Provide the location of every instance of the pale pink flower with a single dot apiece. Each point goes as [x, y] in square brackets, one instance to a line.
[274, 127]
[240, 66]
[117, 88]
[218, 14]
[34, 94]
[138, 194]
════
Written request: Present the records above as a numbered list, with blank lines removed.

Task response:
1. Provide the location of every instance of the pale pink flower with a single dot apiece. Each point goes as [x, y] in square brackets, one instance to a line.
2. [274, 127]
3. [240, 66]
4. [117, 88]
5. [218, 14]
6. [34, 94]
7. [138, 194]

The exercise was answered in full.